A certa altura, quando ainda morava no interior, sua esposa proibiu a entrada de vendedores de livros em sua casa. “Eu tinha que ver os livros na esquina, longe dos olhos dela”, lembra.

Quando veio a Curitiba teve que ir se desfazendo de uns tantos “com dor no coração”, pois a situação ficara insustentável. Hoje eles ainda ocupam mais de um cômodo da casa, além da biblioteca, contrariando a advertência contida no primeiro livro que leu na magistratura: “De regra, nossas casas e apartamentos já não tem lugar para bibliotecas, além disso, a grande biblioteca é um luxo caro e desnecessário” – A Voz da Toga, Eliézer Rosa.

Biblioteca Roberto Campos 

Entrar na sala Roberto Campos, da biblioteca da Universidade Positivo, é como invadir uma parte do universo particular de um dos maiores economistas que o Brasil já teve. Roberto Campos morreu em 2001 e deixou um acervo de mais de 8 mil obras com anotações e dedicatórias que podem ser consultadas pelo público.

Sua vasta coleção de livros foi disputada por várias instituições, sendo, ao final, adquirida pelo Grupo Positivo que não revela o valor pago. O acervo está aberto para consulta pela comunidade em geral, mas não pode ser emprestado.
····················
*TAREFA OBRIGATÓRIA 1*. Reproduza o trecho sobre bibliotecas de "Biblioteca Roberto Campos" até "consultadas pelo público.", inclusive, substituindo "economistas" por "pensadores".
*TAREFA OBRIGATÓRIA 2*. No trecho sobre bibliotecas, quantas obras tinha o acervo deixado por Roberto Campos?
*TAREFA OBRIGATÓRIA 3*. Dê continuidade ao trecho sobre bibliotecas, começando logo após a última frase.
Os registros não têm nenhum papel nesta atividade.
····················
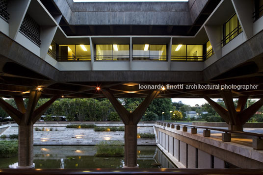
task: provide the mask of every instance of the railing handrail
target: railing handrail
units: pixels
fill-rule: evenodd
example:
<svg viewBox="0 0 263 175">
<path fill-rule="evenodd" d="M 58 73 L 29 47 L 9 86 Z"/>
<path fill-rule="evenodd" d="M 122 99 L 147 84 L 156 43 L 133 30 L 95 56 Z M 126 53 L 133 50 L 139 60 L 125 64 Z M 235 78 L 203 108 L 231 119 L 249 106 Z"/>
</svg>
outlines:
<svg viewBox="0 0 263 175">
<path fill-rule="evenodd" d="M 197 128 L 206 129 L 207 130 L 209 129 L 209 130 L 216 130 L 218 131 L 225 132 L 226 133 L 230 132 L 230 133 L 236 133 L 236 134 L 244 134 L 244 135 L 247 135 L 258 137 L 259 138 L 261 137 L 263 137 L 263 134 L 258 134 L 258 133 L 253 133 L 253 132 L 237 131 L 233 131 L 233 130 L 229 130 L 229 129 L 215 128 L 213 127 L 207 127 L 207 126 L 197 126 L 195 125 L 180 124 L 177 124 L 175 123 L 168 123 L 168 122 L 167 123 L 167 122 L 157 122 L 164 123 L 166 124 L 172 124 L 172 125 L 179 125 L 181 126 L 189 126 L 189 127 L 192 127 L 193 128 L 196 127 Z"/>
<path fill-rule="evenodd" d="M 0 175 L 262 175 L 263 169 L 3 169 Z"/>
</svg>

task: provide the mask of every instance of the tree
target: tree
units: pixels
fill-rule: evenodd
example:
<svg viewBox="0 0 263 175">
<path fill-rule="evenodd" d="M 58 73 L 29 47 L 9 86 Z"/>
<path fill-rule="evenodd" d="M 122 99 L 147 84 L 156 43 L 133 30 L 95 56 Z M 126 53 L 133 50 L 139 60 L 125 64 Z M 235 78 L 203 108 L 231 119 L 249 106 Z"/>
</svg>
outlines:
<svg viewBox="0 0 263 175">
<path fill-rule="evenodd" d="M 183 119 L 182 112 L 178 111 L 175 111 L 171 114 L 171 120 L 174 122 L 178 120 L 181 120 Z"/>
<path fill-rule="evenodd" d="M 158 116 L 153 111 L 147 111 L 142 116 L 143 121 L 156 121 Z"/>
</svg>

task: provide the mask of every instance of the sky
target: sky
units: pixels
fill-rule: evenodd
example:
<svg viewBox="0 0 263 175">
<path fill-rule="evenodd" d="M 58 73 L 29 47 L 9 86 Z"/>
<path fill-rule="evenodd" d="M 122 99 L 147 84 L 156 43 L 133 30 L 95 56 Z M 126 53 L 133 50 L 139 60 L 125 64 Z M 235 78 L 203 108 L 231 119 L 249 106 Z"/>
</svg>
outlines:
<svg viewBox="0 0 263 175">
<path fill-rule="evenodd" d="M 217 100 L 217 99 L 212 100 L 215 101 Z M 205 99 L 172 99 L 173 102 L 179 102 L 179 101 L 182 101 L 182 103 L 188 104 L 190 106 L 194 106 L 196 104 L 198 104 L 201 106 L 203 104 L 208 102 Z"/>
<path fill-rule="evenodd" d="M 187 2 L 188 0 L 73 0 L 74 2 Z"/>
</svg>

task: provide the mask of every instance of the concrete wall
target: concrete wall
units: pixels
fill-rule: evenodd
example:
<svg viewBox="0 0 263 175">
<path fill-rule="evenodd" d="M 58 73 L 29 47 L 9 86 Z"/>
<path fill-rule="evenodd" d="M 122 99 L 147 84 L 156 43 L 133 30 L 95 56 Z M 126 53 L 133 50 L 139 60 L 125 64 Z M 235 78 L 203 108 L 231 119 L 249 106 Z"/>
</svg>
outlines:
····················
*RESPOSTA CORRETA 1*.
Biblioteca Roberto Campos 

Entrar na sala Roberto Campos, da biblioteca da Universidade Positivo, é como invadir uma parte do universo particular de um dos maiores pensadores que o Brasil já teve. Roberto Campos morreu em 2001 e deixou um acervo de mais de 8 mil obras com anotações e dedicatórias que podem ser consultadas pelo público.

*RESPOSTA CORRETA 2*. Mais de 8 mil obras.

*RESPOSTA CORRETA 3*.
Admirado pela inteligência e pelo conhecimento na área econômica, Campos foi ministro, embaixador e escritor. Em sua gestão nasceram o Banco Central, o FGTS, a caderneta de poupança. Implementou reformas, elaborou programas de governo, foi também senador, deputado e deixou uma série de outros legados.

Observando as prateleiras, descobrirá seu interesse pelos mais variados assuntos e grande inclinação pelas biografias. A quantidade de dicionários também impressiona. Um deles, o “Novo dicionário da língua portuguesa”, de Jânio Quadros, conserva a dedicatória do autor: “Ao embaixador Roberto Campos, mesmo sabendo que a obra lhe é supérflua”.

As obras de autoria de Campos também estão disponíveis no acervo. O economista Gustavo Franco foi um dos frequentadores assíduos do local, que serviu de fonte de pesquisa para o seu livro “A leis secretas da economia: revisitando Roberto Campos e as leis do Kafka”.